Background: The clinicopathologic characteristics of malignant lymphomas vary according to geography. The aim of this study was to determine the clinical characteristics of malignant lymphomas and the relative frequency in the Republic of Korea of lymphomas belonging to the newly described REAL (revised European-American lymphoma) classification categories.
Methods: The Hematolymphoreticular Study Group of the Korean Society of Pathologists conducted a consensus-based morphologic review of a nationwide collection of 1548 malignant lymphomas, including Hodgkin's disease (HD), diagnosed at 23 institutes over a recent 2-year period. Slides stained with hematoxylin and eosin or other immunohistochemical stains were reviewed. All cases were classified according to the histologic criteria proposed by the International Lymphoma Study Group. Clinical data, including age, gender, and site of disease involvement, were reviewed.
Results: The Republic of Korea had lower rates of HD and follicle center lymphoma and higher rates of extranodal lymphoma, diffuse large B-cell lymphoma, and angiocentric lymphoma compared with Western countries. The most frequent subtypes of non-Hodgkin's lymphoma (NHL) were diffuse large B-cell lymphoma, extranodal marginal zone B-cell lymphoma, peripheral T-cell lymphoma, unspecified type, and angiocentric lymphoma, in decreasing order. Compared with a previous nationwide study, the rates for follicular lymphoma and NHL involving the stomach, orbit, and central nervous system were increased. The rate of T-cell NHL in the current study was much lower than that reported in a previous study for the Republic of Korea and was also lower than that reported for other Far East countries. For HD, the relative frequency of nodular sclerosis subtype was higher compared with that in the previous study, and lymphocyte predominance and lymphocyte depletion were lower.

EXCERPTED DATA
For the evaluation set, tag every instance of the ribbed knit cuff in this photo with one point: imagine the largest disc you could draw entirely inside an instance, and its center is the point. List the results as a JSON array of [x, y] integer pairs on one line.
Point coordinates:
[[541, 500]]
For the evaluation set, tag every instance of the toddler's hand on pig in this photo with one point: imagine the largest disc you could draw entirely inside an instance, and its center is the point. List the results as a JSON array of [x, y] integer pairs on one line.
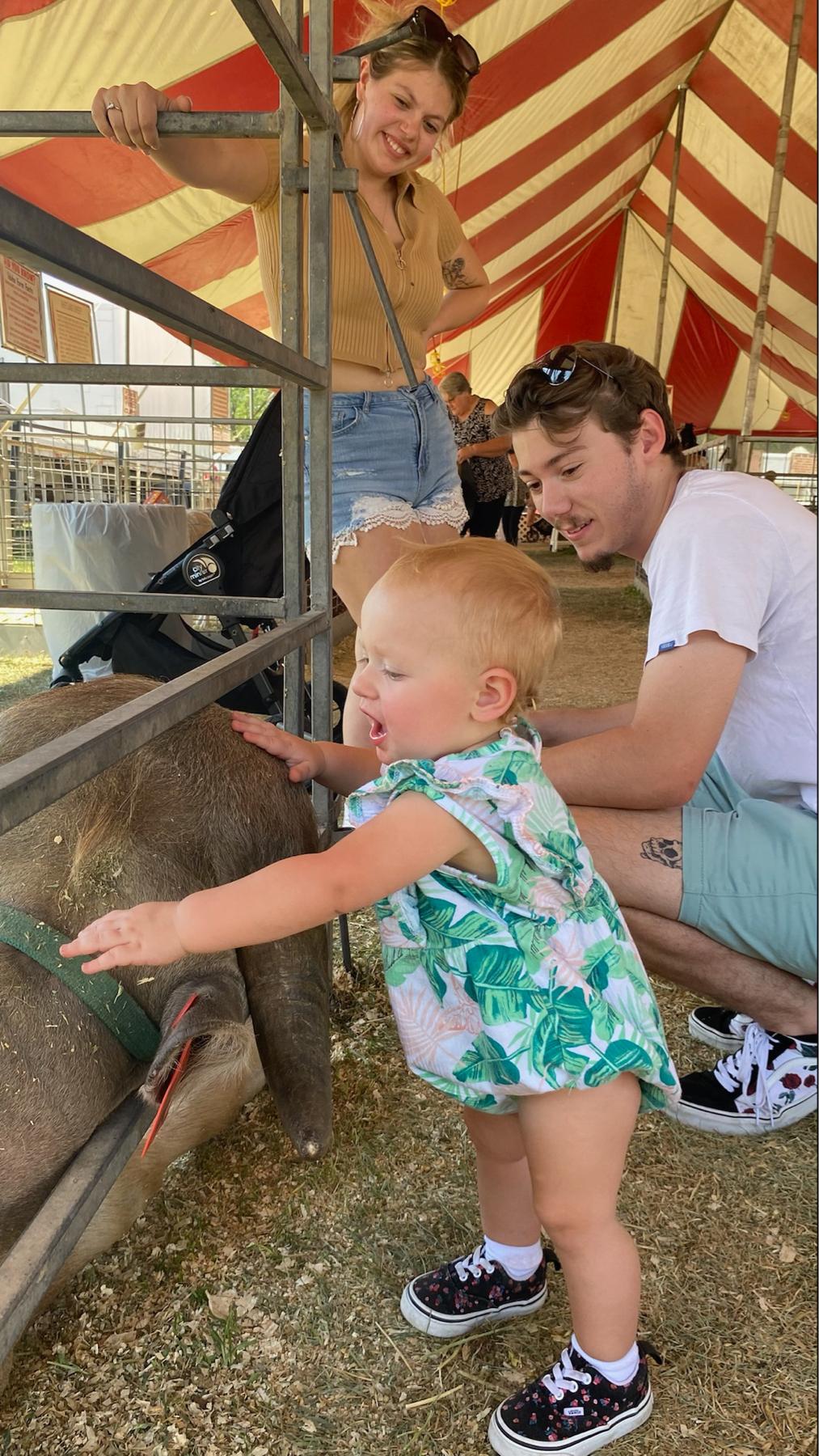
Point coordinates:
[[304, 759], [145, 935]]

APPLY WHAT YOU READ
**A.** Which subtypes of non-Hodgkin's lymphoma does the Korean lymphoma abstract name as the most frequent? List them in decreasing order.
**B.** According to the Korean lymphoma abstract, how many malignant lymphomas were collected nationwide for the morphologic review?

SOLVED PROBLEMS
**A.**
1. Diffuse large B-cell lymphoma
2. Extranodal marginal zone B-cell lymphoma
3. Peripheral T-cell lymphoma, unspecified type
4. Angiocentric lymphoma

**B.** 1548